-- Record excerpts follows --

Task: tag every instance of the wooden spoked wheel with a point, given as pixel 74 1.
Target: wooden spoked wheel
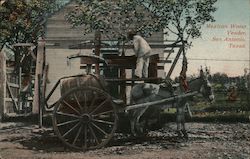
pixel 85 118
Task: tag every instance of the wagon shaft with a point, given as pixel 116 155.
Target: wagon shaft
pixel 142 105
pixel 85 80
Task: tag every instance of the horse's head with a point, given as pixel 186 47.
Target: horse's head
pixel 206 87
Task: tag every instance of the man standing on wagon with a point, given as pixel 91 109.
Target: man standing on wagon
pixel 142 52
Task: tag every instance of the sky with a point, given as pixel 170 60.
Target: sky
pixel 223 56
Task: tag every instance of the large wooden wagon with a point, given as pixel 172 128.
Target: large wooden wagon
pixel 86 115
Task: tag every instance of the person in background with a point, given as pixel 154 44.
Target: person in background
pixel 142 51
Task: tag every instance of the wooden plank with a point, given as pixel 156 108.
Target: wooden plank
pixel 160 45
pixel 23 44
pixel 173 98
pixel 2 84
pixel 14 85
pixel 175 61
pixel 12 97
pixel 39 70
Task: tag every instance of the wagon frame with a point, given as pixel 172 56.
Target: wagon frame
pixel 86 117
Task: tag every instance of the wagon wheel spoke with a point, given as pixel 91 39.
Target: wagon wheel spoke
pixel 100 105
pixel 70 130
pixel 77 135
pixel 102 113
pixel 85 136
pixel 93 134
pixel 85 102
pixel 102 121
pixel 67 114
pixel 93 100
pixel 87 120
pixel 68 122
pixel 105 133
pixel 71 107
pixel 78 103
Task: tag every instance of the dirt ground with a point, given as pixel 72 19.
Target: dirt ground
pixel 225 141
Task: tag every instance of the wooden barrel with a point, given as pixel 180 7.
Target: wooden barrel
pixel 84 80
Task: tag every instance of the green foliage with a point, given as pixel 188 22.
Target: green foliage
pixel 113 18
pixel 184 18
pixel 22 21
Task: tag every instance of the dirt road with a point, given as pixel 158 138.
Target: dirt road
pixel 225 141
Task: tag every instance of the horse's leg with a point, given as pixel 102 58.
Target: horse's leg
pixel 139 127
pixel 178 121
pixel 184 132
pixel 132 126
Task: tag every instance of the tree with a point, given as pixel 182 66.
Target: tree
pixel 22 21
pixel 185 17
pixel 113 18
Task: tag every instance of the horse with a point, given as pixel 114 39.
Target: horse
pixel 148 92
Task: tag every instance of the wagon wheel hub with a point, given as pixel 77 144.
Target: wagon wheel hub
pixel 86 118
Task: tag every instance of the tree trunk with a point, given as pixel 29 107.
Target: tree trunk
pixel 39 71
pixel 2 84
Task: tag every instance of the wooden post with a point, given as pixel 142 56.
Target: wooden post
pixel 97 50
pixel 2 84
pixel 39 70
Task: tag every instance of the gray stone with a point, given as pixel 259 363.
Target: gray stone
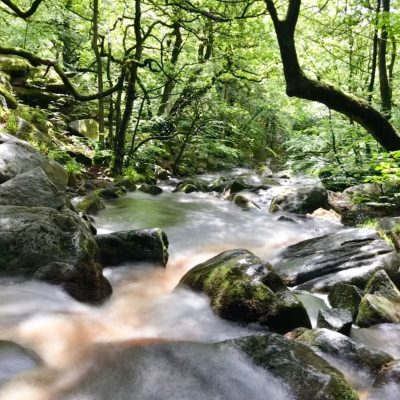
pixel 348 256
pixel 335 319
pixel 300 200
pixel 31 189
pixel 307 374
pixel 243 288
pixel 141 245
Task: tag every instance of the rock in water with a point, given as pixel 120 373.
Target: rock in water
pixel 347 256
pixel 148 245
pixel 343 295
pixel 335 319
pixel 307 374
pixel 243 288
pixel 302 200
pixel 376 309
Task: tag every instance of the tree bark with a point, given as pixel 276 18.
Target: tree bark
pixel 299 85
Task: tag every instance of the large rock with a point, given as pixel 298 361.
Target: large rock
pixel 375 309
pixel 141 245
pixel 349 256
pixel 33 237
pixel 85 127
pixel 243 288
pixel 300 200
pixel 348 297
pixel 307 374
pixel 17 157
pixel 31 189
pixel 339 349
pixel 335 319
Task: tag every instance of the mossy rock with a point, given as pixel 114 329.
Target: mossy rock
pixel 307 374
pixel 245 289
pixel 375 309
pixel 343 295
pixel 381 284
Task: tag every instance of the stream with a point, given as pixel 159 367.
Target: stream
pixel 150 341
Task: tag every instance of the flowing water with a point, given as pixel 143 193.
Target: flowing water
pixel 148 341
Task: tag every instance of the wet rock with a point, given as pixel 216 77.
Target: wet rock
pixel 337 348
pixel 91 203
pixel 191 185
pixel 307 374
pixel 335 319
pixel 348 297
pixel 243 288
pixel 300 200
pixel 33 237
pixel 348 256
pixel 382 285
pixel 15 359
pixel 149 245
pixel 150 189
pixel 375 309
pixel 88 128
pixel 390 373
pixel 244 203
pixel 32 189
pixel 82 282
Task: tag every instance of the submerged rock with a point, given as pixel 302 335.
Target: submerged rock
pixel 307 374
pixel 335 319
pixel 339 349
pixel 243 288
pixel 375 309
pixel 348 297
pixel 349 256
pixel 32 237
pixel 300 200
pixel 148 245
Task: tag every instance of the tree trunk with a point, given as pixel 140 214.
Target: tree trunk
pixel 299 85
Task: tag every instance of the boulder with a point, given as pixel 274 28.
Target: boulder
pixel 338 349
pixel 31 189
pixel 150 189
pixel 307 374
pixel 375 309
pixel 244 203
pixel 335 319
pixel 141 245
pixel 88 128
pixel 17 157
pixel 15 359
pixel 243 288
pixel 91 203
pixel 382 285
pixel 300 200
pixel 33 237
pixel 348 256
pixel 345 296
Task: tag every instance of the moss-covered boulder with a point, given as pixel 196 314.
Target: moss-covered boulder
pixel 150 189
pixel 375 309
pixel 338 349
pixel 381 284
pixel 348 256
pixel 243 288
pixel 300 200
pixel 345 296
pixel 140 245
pixel 335 319
pixel 307 374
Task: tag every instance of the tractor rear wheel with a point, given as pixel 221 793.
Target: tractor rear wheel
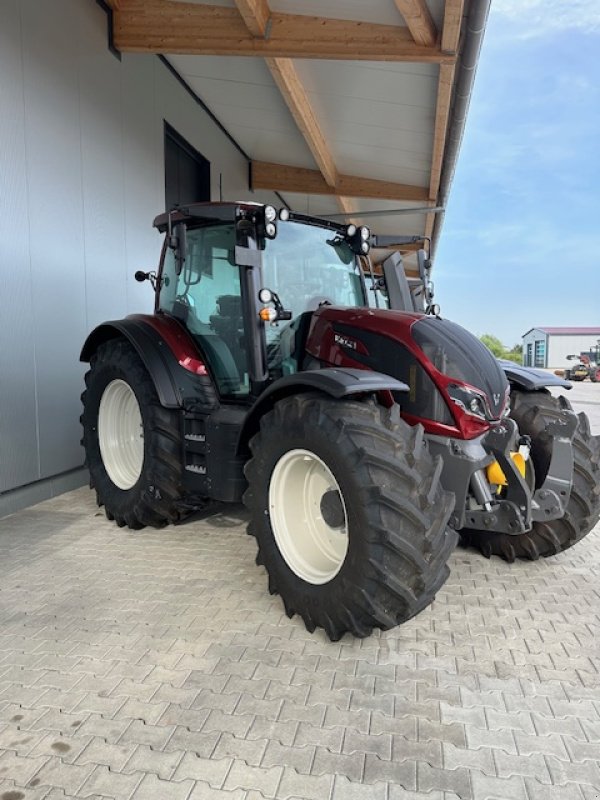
pixel 348 512
pixel 132 444
pixel 531 411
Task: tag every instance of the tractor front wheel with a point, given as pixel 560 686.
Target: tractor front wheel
pixel 348 512
pixel 532 411
pixel 132 444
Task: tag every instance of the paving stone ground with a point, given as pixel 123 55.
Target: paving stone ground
pixel 155 665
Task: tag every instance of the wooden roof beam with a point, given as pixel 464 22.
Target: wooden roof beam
pixel 453 12
pixel 256 15
pixel 283 178
pixel 419 21
pixel 164 26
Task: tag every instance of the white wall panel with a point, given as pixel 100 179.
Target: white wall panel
pixel 102 177
pixel 53 141
pixel 18 416
pixel 81 179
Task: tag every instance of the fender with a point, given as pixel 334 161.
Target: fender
pixel 531 379
pixel 164 348
pixel 337 382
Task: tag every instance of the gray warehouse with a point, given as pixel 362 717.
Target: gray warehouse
pixel 113 111
pixel 549 347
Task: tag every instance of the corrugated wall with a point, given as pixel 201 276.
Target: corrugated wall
pixel 81 178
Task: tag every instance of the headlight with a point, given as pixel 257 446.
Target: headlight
pixel 469 400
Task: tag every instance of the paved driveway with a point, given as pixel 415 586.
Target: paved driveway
pixel 156 665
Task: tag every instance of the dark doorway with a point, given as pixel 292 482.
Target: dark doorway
pixel 187 172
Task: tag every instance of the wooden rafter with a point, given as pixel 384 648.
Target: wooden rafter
pixel 256 15
pixel 419 21
pixel 442 115
pixel 280 177
pixel 164 26
pixel 453 12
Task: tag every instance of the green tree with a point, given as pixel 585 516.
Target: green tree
pixel 493 344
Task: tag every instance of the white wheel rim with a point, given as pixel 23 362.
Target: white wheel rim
pixel 121 434
pixel 312 547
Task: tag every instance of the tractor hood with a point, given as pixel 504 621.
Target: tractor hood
pixel 456 365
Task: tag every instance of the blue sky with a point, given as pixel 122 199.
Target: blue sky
pixel 521 240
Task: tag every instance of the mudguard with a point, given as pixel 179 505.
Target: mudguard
pixel 161 345
pixel 531 379
pixel 337 382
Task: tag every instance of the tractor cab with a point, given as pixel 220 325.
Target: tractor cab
pixel 361 436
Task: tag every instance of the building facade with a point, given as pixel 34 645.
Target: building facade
pixel 549 347
pixel 90 145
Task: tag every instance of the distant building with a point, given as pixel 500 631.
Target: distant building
pixel 549 347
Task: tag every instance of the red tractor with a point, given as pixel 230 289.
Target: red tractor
pixel 585 368
pixel 362 440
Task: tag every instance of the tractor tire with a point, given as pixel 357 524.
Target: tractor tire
pixel 348 512
pixel 531 411
pixel 133 446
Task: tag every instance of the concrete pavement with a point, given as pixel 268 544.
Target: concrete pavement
pixel 155 664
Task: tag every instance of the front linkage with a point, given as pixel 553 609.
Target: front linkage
pixel 515 504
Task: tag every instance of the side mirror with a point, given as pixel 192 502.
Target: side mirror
pixel 142 276
pixel 177 241
pixel 424 264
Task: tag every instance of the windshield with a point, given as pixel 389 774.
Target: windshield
pixel 307 266
pixel 206 297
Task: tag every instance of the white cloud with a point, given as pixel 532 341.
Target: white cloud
pixel 541 17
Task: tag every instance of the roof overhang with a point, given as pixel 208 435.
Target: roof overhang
pixel 346 108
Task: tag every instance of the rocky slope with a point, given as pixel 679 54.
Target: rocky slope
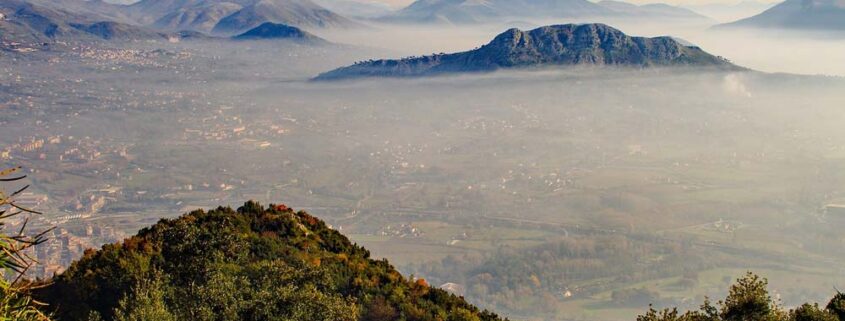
pixel 587 44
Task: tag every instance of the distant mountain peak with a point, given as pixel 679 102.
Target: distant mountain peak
pixel 270 30
pixel 569 44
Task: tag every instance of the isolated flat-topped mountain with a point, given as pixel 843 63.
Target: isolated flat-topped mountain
pixel 799 14
pixel 277 31
pixel 586 44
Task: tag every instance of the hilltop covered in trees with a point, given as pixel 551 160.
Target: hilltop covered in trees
pixel 749 300
pixel 253 263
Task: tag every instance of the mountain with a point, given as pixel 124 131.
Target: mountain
pixel 253 263
pixel 730 12
pixel 586 44
pixel 32 23
pixel 800 15
pixel 357 8
pixel 474 11
pixel 270 31
pixel 654 10
pixel 201 18
pixel 232 16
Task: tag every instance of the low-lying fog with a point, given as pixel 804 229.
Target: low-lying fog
pixel 721 171
pixel 814 53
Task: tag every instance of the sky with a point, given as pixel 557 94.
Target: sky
pixel 402 3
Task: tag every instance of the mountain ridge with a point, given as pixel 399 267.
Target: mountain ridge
pixel 570 44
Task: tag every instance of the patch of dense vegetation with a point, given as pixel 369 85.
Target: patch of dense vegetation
pixel 749 300
pixel 253 263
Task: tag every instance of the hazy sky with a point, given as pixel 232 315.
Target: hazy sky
pixel 401 3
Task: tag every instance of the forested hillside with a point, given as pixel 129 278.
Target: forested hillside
pixel 253 263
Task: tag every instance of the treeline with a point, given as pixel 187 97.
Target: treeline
pixel 535 279
pixel 253 263
pixel 749 300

-- Record excerpts concluded --

How to complete this task — Starting at the line that contains "Task: tag every instance of the hilltop" and stopping after the line that contains "Task: tag every instance of the mountain with", write out every line exactly as it appears above, and no other line.

Task solution —
Task: tag every instance of the hilltop covered in trees with a point, given as pixel 551 160.
Target: hilltop covered in trees
pixel 749 300
pixel 253 263
Task: tag every instance of the mountain with a point, given as pixel 124 131.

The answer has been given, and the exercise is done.